### Text shown
The Enterprise Path: Zillow Data Licensing

If you're building a product that needs Zillow data at scale legally, the real path is Zillow's Data Licensing Program (formerly Bridge Interactive). Zillow licenses its listing data to MLSs, brokerages, and portals through formal data agreements.

It's not cheap — pricing is negotiated based on usage volume and use case — but it's the only way to get Zestimates, rental estimates, and sold/off-market data with permission. Contact [email protected] for enterprise inquiries.

For most developers, this isn't viable. But if you're building a funded real estate product, it's worth knowing it exists before investing heavily in a scraper Zillow could break at any time.

Alternative Data Sources

When Zillow is too hard to scrape, these sources are easier and sometimes richer:

Redfin (Semi-Public API)

Redfin has a semi-documented API endpoint that returns JSON directly for map queries — no authentication required:

import httpx

def search_redfin(bounds: dict) -> list[dict]:
    """

### Raw data
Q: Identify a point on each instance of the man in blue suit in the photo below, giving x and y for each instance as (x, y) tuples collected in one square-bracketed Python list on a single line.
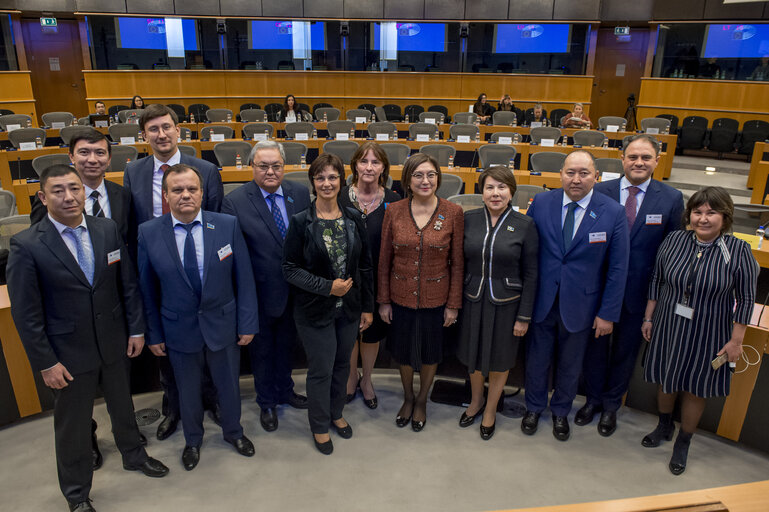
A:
[(583, 258), (263, 207), (143, 179), (653, 210), (200, 303)]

### Written request 1
In the Zillow data text, what was Zillow's Data Licensing Program formerly called?
### Written request 2
Print the part of the Zillow data text starting with "The Enterprise Path: Zillow" and going on through "formal data agreements.".

### Reply 1
Bridge Interactive.

### Reply 2
The Enterprise Path: Zillow Data Licensing

If you're building a product that needs Zillow data at scale legally, the real path is Zillow's Data Licensing Program (formerly Bridge Interactive). Zillow licenses its listing data to MLSs, brokerages, and portals through formal data agreements.